═════ Extracted records

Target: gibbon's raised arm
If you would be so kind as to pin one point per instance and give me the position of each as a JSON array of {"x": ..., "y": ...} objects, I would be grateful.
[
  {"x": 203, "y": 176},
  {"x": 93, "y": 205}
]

══════════

▸ **Objective**:
Reproduce the listing above word for word.

▸ **Output of the exercise**:
Target: gibbon's raised arm
If you would be so kind as to pin one point per instance and give me the position of each as a JSON array of {"x": ..., "y": ...} objects, I would be grateful.
[
  {"x": 203, "y": 176},
  {"x": 93, "y": 205}
]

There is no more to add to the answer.